**GIVEN PROBLEM:**
Set down exactly the lines running from the line with "Please mark every instance of the navy" to the end of the listing below, both ends included.

***

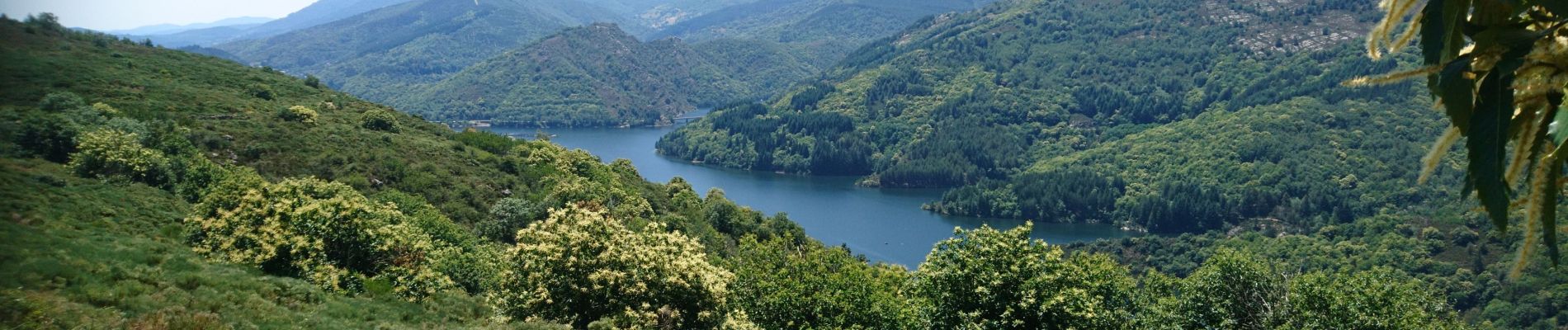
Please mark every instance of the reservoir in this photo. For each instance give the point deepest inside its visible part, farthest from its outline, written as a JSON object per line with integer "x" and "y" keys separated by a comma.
{"x": 881, "y": 224}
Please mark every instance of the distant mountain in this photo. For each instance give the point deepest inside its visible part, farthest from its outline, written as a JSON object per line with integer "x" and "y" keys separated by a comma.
{"x": 654, "y": 15}
{"x": 392, "y": 50}
{"x": 825, "y": 29}
{"x": 588, "y": 75}
{"x": 201, "y": 36}
{"x": 994, "y": 99}
{"x": 170, "y": 29}
{"x": 319, "y": 13}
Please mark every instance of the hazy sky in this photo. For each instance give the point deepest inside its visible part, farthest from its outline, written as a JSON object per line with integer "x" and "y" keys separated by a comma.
{"x": 120, "y": 15}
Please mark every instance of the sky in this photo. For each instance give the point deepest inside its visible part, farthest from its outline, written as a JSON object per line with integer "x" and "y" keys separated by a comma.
{"x": 121, "y": 15}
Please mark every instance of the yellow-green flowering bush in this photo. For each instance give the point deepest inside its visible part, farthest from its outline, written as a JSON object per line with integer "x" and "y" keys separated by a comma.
{"x": 298, "y": 115}
{"x": 118, "y": 153}
{"x": 322, "y": 232}
{"x": 582, "y": 266}
{"x": 380, "y": 120}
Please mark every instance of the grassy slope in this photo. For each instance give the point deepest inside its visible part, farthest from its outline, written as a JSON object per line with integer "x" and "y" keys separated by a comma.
{"x": 90, "y": 254}
{"x": 397, "y": 49}
{"x": 587, "y": 75}
{"x": 214, "y": 97}
{"x": 109, "y": 254}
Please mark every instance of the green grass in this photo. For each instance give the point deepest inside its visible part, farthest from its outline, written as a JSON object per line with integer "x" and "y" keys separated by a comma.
{"x": 90, "y": 254}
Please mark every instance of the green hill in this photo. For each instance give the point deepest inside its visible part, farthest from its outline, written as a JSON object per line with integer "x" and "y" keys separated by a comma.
{"x": 588, "y": 75}
{"x": 980, "y": 97}
{"x": 149, "y": 188}
{"x": 394, "y": 50}
{"x": 820, "y": 30}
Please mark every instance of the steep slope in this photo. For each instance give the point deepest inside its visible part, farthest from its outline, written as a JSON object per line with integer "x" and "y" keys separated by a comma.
{"x": 588, "y": 75}
{"x": 392, "y": 50}
{"x": 172, "y": 29}
{"x": 319, "y": 13}
{"x": 654, "y": 15}
{"x": 110, "y": 251}
{"x": 963, "y": 99}
{"x": 824, "y": 30}
{"x": 96, "y": 246}
{"x": 201, "y": 36}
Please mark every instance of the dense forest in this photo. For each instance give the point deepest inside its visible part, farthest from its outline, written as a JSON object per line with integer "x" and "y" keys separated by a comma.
{"x": 588, "y": 75}
{"x": 1160, "y": 110}
{"x": 153, "y": 188}
{"x": 527, "y": 63}
{"x": 399, "y": 49}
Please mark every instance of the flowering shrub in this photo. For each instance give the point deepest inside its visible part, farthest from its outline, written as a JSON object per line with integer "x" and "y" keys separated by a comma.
{"x": 380, "y": 120}
{"x": 322, "y": 232}
{"x": 118, "y": 153}
{"x": 582, "y": 266}
{"x": 298, "y": 115}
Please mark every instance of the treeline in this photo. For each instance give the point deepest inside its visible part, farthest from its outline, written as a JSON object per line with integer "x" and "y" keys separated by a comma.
{"x": 1456, "y": 254}
{"x": 564, "y": 237}
{"x": 1301, "y": 163}
{"x": 971, "y": 97}
{"x": 595, "y": 75}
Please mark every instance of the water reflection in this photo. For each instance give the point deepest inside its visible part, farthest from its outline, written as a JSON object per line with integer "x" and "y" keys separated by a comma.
{"x": 883, "y": 224}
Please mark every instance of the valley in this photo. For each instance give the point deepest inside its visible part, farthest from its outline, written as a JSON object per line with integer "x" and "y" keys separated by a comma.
{"x": 752, "y": 165}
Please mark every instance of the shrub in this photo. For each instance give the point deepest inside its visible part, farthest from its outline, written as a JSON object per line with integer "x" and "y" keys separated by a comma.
{"x": 786, "y": 285}
{"x": 322, "y": 232}
{"x": 49, "y": 136}
{"x": 582, "y": 266}
{"x": 120, "y": 153}
{"x": 508, "y": 216}
{"x": 57, "y": 102}
{"x": 380, "y": 120}
{"x": 991, "y": 279}
{"x": 298, "y": 113}
{"x": 262, "y": 91}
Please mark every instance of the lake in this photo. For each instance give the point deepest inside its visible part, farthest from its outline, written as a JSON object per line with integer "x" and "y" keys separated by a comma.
{"x": 881, "y": 224}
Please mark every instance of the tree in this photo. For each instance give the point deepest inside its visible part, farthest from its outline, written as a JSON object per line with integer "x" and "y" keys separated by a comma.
{"x": 324, "y": 232}
{"x": 120, "y": 153}
{"x": 1496, "y": 68}
{"x": 1233, "y": 291}
{"x": 508, "y": 216}
{"x": 786, "y": 285}
{"x": 313, "y": 82}
{"x": 49, "y": 136}
{"x": 991, "y": 279}
{"x": 60, "y": 102}
{"x": 380, "y": 120}
{"x": 298, "y": 113}
{"x": 1380, "y": 299}
{"x": 582, "y": 266}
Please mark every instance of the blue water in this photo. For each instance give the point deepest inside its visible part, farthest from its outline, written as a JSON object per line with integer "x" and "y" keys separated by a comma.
{"x": 881, "y": 224}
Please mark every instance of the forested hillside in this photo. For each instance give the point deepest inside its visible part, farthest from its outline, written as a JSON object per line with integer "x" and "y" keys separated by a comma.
{"x": 149, "y": 188}
{"x": 409, "y": 55}
{"x": 588, "y": 75}
{"x": 820, "y": 31}
{"x": 394, "y": 50}
{"x": 982, "y": 97}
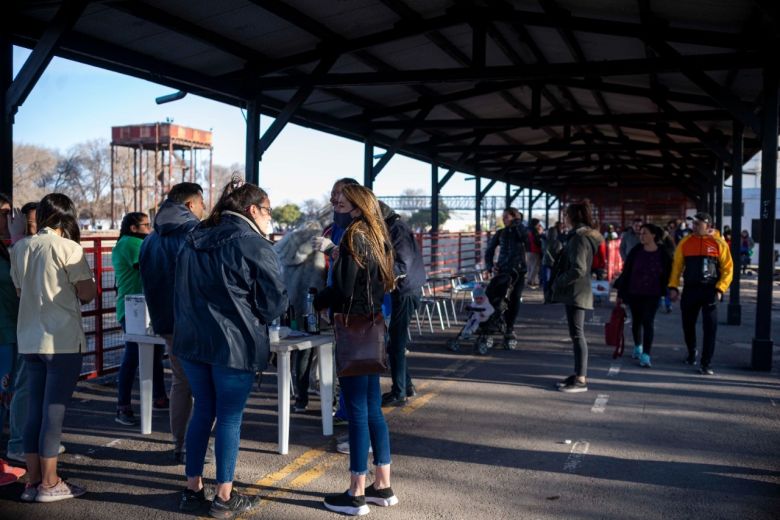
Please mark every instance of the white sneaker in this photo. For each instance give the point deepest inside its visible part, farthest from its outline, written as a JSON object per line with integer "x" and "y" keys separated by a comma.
{"x": 16, "y": 457}
{"x": 343, "y": 447}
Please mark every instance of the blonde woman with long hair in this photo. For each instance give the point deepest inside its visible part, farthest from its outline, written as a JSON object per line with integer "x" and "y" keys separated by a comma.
{"x": 362, "y": 274}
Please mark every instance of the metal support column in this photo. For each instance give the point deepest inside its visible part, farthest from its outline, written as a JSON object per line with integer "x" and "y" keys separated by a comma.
{"x": 734, "y": 315}
{"x": 252, "y": 174}
{"x": 478, "y": 203}
{"x": 719, "y": 176}
{"x": 368, "y": 164}
{"x": 761, "y": 355}
{"x": 546, "y": 210}
{"x": 6, "y": 117}
{"x": 434, "y": 214}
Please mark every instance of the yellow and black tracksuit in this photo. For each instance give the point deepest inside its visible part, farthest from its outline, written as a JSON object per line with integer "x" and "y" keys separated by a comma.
{"x": 706, "y": 268}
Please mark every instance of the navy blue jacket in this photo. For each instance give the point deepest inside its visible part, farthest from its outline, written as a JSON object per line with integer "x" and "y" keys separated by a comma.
{"x": 228, "y": 289}
{"x": 157, "y": 261}
{"x": 513, "y": 240}
{"x": 408, "y": 262}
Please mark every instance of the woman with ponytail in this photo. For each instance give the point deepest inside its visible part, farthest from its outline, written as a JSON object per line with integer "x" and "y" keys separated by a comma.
{"x": 228, "y": 289}
{"x": 53, "y": 280}
{"x": 362, "y": 274}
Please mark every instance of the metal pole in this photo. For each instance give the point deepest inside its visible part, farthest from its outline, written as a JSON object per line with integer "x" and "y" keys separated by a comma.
{"x": 719, "y": 195}
{"x": 546, "y": 210}
{"x": 368, "y": 164}
{"x": 211, "y": 178}
{"x": 735, "y": 309}
{"x": 252, "y": 168}
{"x": 478, "y": 204}
{"x": 113, "y": 216}
{"x": 761, "y": 355}
{"x": 434, "y": 214}
{"x": 6, "y": 118}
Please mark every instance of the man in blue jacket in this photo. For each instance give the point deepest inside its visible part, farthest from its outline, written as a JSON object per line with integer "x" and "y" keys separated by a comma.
{"x": 410, "y": 277}
{"x": 179, "y": 214}
{"x": 512, "y": 241}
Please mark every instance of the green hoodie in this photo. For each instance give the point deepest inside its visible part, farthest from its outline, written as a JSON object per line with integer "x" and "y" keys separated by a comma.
{"x": 572, "y": 286}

***

**SOLUTION TO THE EXERCISE:**
Please mark every instance of the navy blue jacket in this photo. For each instance give the point deepest inside its visible part, farthest from its outline, written as a JSON object per line with integer "x" and "y" keys separated by a comma.
{"x": 228, "y": 289}
{"x": 157, "y": 261}
{"x": 513, "y": 240}
{"x": 408, "y": 262}
Please mark every instance of the woman with ponytail in this photo. For each instance give the point deepest inside its visible part, farthest from its outline, written as a JSON object per line with integer "x" and "y" keys separated by a comma.
{"x": 228, "y": 289}
{"x": 53, "y": 280}
{"x": 362, "y": 274}
Please mark every instance of the metal pole in this photo. For each instance give the point deepest inside its visible part, farthest from its outline, written as a JSON object per line with integer "x" and "y" keys separated by a comma.
{"x": 719, "y": 195}
{"x": 546, "y": 210}
{"x": 368, "y": 164}
{"x": 211, "y": 178}
{"x": 735, "y": 309}
{"x": 252, "y": 168}
{"x": 478, "y": 204}
{"x": 113, "y": 216}
{"x": 761, "y": 355}
{"x": 434, "y": 214}
{"x": 6, "y": 118}
Please mark every instance of the man in blue jacket in this photo. For each instance give the point deepest inside its visible part, farthest from its outline, written as a JSON object per line with integer "x" and "y" keys separated by a comma.
{"x": 410, "y": 277}
{"x": 179, "y": 214}
{"x": 512, "y": 241}
Please mark every instance of the green hoodie in this photo. For each instance give the point deepest inside its visible part, farthest from its outline, written as a JSON object per line with integer "x" and "y" keys separated by a comma.
{"x": 572, "y": 286}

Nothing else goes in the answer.